* Problem to solve *
Write the next few comments in the discussion about inlining unionWithKey and intersection, picking up after its final comment.

* Passage provided *
For unionWith[Key], I suspect the motivation is to inline the function argument, so using it doesn't incur function calls.

We can consider using INLINABLE for these instead. Feel free to open an issue.

treeowl commented 2 years ago

When we don't inline the function, it's probably better to pass the function around through the recursion instead of pulling it out. Tradeoffs....

sjakobi commented 2 years ago

Could you please rebase, so the changes from #407 are removed from the diff?

oberblastmeister commented 2 years ago

What should I do about inlining? I understand the need to eliminate the closures, but the functions are truly massive, intersection has 1,700 terms, while unionWithKey has 2,200! Wouldn't it be bad to mark these as {-# INLINE #-}? We could add a comment saying to explicitly inline if you want to remove the closure.

oberblastmeister commented 2 years ago

Also if we pass the function around through recursion, then we wouldn't be able to implement intersection in terms of intersectionWithKey right?

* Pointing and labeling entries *
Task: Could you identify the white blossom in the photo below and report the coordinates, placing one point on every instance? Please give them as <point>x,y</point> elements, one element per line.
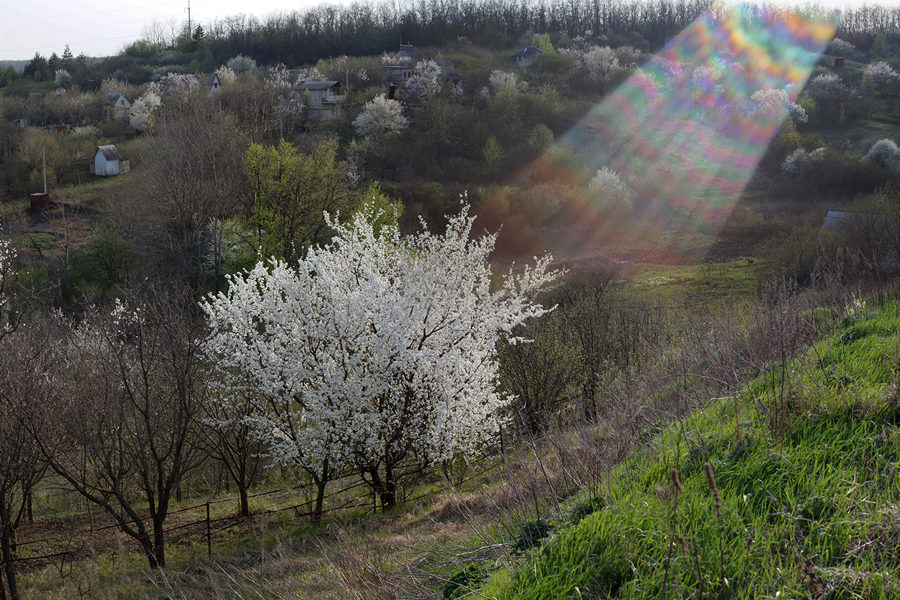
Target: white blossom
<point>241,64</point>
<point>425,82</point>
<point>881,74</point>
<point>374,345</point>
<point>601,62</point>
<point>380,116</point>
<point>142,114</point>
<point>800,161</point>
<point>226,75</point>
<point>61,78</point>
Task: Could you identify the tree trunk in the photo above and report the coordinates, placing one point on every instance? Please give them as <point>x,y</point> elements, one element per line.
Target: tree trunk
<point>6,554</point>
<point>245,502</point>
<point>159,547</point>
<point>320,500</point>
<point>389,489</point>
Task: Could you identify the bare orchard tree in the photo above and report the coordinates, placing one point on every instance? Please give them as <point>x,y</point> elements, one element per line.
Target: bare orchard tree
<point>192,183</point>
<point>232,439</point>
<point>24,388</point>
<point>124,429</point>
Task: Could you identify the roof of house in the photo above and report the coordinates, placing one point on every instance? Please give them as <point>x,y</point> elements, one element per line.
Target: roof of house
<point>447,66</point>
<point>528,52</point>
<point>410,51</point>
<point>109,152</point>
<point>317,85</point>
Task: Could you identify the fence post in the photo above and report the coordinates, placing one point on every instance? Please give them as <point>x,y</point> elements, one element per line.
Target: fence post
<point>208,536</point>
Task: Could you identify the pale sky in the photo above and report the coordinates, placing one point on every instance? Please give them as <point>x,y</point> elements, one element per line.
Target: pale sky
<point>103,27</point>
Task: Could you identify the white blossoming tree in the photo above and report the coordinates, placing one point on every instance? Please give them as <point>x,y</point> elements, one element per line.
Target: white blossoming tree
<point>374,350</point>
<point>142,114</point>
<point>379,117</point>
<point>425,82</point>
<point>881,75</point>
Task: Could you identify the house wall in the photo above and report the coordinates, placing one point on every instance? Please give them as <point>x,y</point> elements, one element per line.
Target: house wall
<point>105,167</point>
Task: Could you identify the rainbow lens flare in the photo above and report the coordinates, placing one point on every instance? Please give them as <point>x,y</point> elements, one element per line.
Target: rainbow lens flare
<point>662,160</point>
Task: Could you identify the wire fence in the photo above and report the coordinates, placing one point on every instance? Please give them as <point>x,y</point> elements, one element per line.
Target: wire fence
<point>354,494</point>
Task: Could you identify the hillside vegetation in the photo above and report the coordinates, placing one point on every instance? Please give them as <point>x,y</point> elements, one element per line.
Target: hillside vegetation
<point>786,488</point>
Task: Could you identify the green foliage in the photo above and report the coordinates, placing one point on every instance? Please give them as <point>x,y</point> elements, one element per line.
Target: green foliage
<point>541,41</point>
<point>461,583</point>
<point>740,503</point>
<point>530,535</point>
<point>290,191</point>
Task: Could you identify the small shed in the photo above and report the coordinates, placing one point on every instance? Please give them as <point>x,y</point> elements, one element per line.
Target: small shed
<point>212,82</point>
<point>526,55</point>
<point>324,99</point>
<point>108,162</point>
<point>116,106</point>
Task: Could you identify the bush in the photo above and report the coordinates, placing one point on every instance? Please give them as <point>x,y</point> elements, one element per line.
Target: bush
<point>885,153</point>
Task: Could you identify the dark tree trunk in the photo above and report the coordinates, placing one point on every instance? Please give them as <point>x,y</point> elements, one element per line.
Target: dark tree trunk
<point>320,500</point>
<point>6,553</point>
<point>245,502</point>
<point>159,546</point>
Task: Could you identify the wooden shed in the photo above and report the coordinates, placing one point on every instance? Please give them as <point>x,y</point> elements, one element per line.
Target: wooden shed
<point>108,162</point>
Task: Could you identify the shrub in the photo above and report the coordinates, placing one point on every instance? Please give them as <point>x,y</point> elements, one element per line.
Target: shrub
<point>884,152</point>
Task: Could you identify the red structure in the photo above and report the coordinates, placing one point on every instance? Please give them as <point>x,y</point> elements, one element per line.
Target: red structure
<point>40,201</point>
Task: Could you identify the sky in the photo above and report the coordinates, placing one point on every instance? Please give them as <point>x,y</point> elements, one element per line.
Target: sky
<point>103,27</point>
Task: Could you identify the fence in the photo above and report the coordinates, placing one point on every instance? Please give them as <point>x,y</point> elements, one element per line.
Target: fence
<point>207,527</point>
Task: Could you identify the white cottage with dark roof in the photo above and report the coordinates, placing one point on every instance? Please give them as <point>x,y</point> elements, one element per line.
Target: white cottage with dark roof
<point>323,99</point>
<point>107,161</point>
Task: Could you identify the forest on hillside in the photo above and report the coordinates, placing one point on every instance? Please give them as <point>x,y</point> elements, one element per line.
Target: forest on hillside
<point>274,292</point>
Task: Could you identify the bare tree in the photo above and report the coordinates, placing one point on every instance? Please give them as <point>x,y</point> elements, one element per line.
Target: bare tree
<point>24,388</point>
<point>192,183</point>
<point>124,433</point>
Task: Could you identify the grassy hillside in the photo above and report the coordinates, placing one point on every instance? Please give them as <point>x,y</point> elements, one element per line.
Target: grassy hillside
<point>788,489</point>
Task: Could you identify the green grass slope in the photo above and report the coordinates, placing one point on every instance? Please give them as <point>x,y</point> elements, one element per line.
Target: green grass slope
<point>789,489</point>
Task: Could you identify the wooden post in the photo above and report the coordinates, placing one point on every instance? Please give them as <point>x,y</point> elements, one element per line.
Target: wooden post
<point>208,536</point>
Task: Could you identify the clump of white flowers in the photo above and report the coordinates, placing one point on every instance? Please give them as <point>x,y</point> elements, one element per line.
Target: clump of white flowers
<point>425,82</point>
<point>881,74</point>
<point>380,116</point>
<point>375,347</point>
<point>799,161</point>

* Reply *
sjakobi commented 2 years ago

What should I do about inlining? I understand the need to eliminate the closures, but the functions are truly massive, intersection has 1,700 terms, while unionWithKey has 2,200! Wouldn't it be bad to mark these as {-# INLINE #-}?

I think we should stick with INLINABLE until we're convinced that INLINE is better somehow. INLINABLE is better for compile times for example.

We could add a comment saying to explicitly inline if you want to remove the closure.

I think the docs of these functions are the wrong place to teach people about GHC.Exts.inline. Maybe it should be mentioned in https://github.com/input-output-hk/hs-opt-handbook.github.io?!

oberblastmeister commented 2 years ago

@sjakobi Is there anything else that I need to do?

sjakobi commented 2 years ago

Thank you, @oberblastmeister! :)